___ Textauszug

Die belangte Behörde vertritt die Meinung, dass die anzuwendende Vorschrift das liechtensteinische BPVG sei und nicht das schweizerische BVG, da die Qualifikation der Beiträge – also, ob diese obligatorisch oder überobligatorisch geleistet worden seien – nach den liechtensteinischen Rechtsvorschriften zu erfolgen habe. Auch die liechtensteinische Finanzmarktaufsicht führe die gegenständliche Vorsorgeeinrichtung im Sinne des BPVG immer noch im Verzeichnis. Feststellbar sei nur noch, dass 24,82% der Beiträge vor Einführung des Obligatoriums geleistet worden seien.

Bei den Leistungen nach dem BPVG handle es sich auch nicht um typische Betriebspensionen, die dadurch gekennzeichnet seien, dass es sich um ergänzende Leistungen zum gesetzlich vorgesehenen Pensionssystem handle, die der Arbeitgeber dem Arbeitnehmer einseitig gewähre oder zusage. Die Leistungen aus der BPVG seien dagegen eine gesetzlich vorgesehene Leistung für alle Arbeitnehmer, es bestehe keine Freiwilligkeit für den Dienstgeber und die Beiträge würden in etwa paritätisch vom Dienstgeber und vom Dienstnehmer erbracht.

______
___ Angezeigte Datensätze

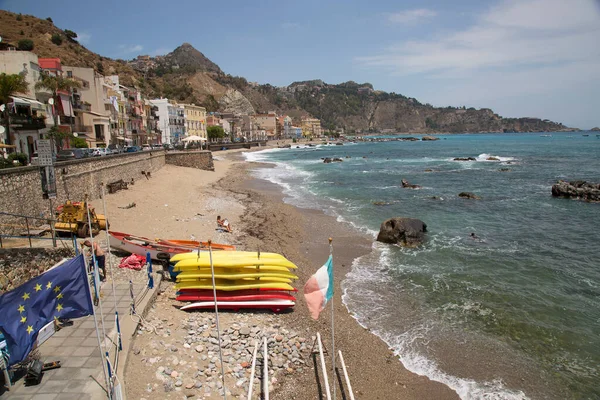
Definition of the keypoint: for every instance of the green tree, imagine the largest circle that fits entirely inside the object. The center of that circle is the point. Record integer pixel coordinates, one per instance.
(10, 85)
(57, 136)
(70, 35)
(25, 44)
(56, 39)
(215, 132)
(21, 158)
(54, 84)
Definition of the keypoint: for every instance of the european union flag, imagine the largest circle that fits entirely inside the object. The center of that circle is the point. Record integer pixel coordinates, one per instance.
(61, 292)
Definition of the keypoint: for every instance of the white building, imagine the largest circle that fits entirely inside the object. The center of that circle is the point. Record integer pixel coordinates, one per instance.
(163, 119)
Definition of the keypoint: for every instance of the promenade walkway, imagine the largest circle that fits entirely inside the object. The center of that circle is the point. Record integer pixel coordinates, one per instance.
(76, 347)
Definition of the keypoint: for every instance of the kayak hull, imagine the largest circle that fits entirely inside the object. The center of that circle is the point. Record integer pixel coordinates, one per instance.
(276, 305)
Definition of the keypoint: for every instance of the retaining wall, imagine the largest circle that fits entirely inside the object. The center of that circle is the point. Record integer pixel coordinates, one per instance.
(192, 159)
(18, 266)
(21, 188)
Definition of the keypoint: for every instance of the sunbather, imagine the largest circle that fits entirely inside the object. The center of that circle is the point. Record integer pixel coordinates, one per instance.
(223, 223)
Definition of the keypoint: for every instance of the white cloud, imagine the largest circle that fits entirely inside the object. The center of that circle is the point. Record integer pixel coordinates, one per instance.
(513, 33)
(522, 57)
(127, 48)
(161, 51)
(411, 16)
(84, 38)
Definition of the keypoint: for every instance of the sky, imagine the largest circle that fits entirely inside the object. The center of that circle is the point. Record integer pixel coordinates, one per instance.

______

* _Gestellte Aufgabe 1_:
Geben Sie aus dem Textauszug zum BPVG den Abschnitt wortgetreu aus, der mit "Die belangte Behörde" beginnt und bis einschließlich "geleistet worden seien." reicht.
* _Gestellte Aufgabe 2_:
Welcher Anteil der Beiträge wurde laut dem Textauszug zum BPVG vor Einführung des Obligatoriums geleistet?
* _Gestellte Aufgabe 3_:
Führen Sie den Textauszug über die Leistungen nach dem BPVG im Anschluss an seinen letzten Satz weiter.

* _Schriftliche Antwort 1_:
Die belangte Behörde vertritt die Meinung, dass die anzuwendende Vorschrift das liechtensteinische BPVG sei und nicht das schweizerische BVG, da die Qualifikation der Beiträge – also, ob diese obligatorisch oder überobligatorisch geleistet worden seien – nach den liechtensteinischen Rechtsvorschriften zu erfolgen habe. Auch die liechtensteinische Finanzmarktaufsicht führe die gegenständliche Vorsorgeeinrichtung im Sinne des BPVG immer noch im Verzeichnis. Feststellbar sei nur noch, dass 24,82% der Beiträge vor Einführung des Obligatoriums geleistet worden seien.

* _Schriftliche Antwort 2_:
24,82% der Beiträge wurden vor Einführung des Obligatoriums geleistet.

* _Schriftliche Antwort 3_:
Die Rente bestehe aber nicht nur aus obligatorischen, sondern auch aus nichtobligatorischen Bestandteilen. Auch die nichtobligatorischen Teile seien nicht als „freiwilliger rechtlicher Vertrag“ zu qualifizieren. Bei der Auszahlung der Rente werde nicht zwischen dem obligatorischen und dem nichtobligatorischen Teil unterschieden, es erfolge eine gemeinsame Auszahlung und der Dienstnehmer könne über beide in vollkommen gleicher Weise verfügen. Auch steuerrechtlich würden diese beiden Teile folgerichtig gleich behandelt werden.

Zur Berechnung des Krankenversicherungsbeitrages müsse der Betrag von CHF in EUR umgerechnet werden auf Grundlage des Beschlusses H3 vom 15.10.2009 über den Bezugszeitpunkt für die Festlegung der Umrechnungskurse gemäß § 90 der VO (EG) 987/2009, der auch im Verhältnis zu Liechtenstein maßgeblich sei.

2. Dagegen erhob der vertretene Beschwerdeführer Beschwerde und brachte vor, dass Pensionsleistungen, die auf vorobligatorischen Beiträgen beruhen, für die Ermittlung der Bemessungsgrundlage für den Krankenversicherungsbeitrag nicht berücksichtigt worden seien. Die Feststellung, dass auch nichtobligatorische Bestandteile der Rente als von den europarechtlichen Verordnungen umfasst seien und somit die gesamte Rente aufgrund eines öffentlich-rechtlichen Anspruches und nicht aufgrund eines privatrechtlichen Vertrages ausbezahlt werde, sei unzutreffend.

Für Zeiträume vor dem Inkrafttreten des BPVG könne kein öffentlich – rechtlicher Anspruch auf Pensionsleistungen begründet werden, da für die Beitragsleistung keine (öffentliche) Rechtsgrundlage vorgelegen habe (vorobligatorische Beiträge) und diese aufgrund einer Betriebsvereinbarung einbezahlt werden haben können.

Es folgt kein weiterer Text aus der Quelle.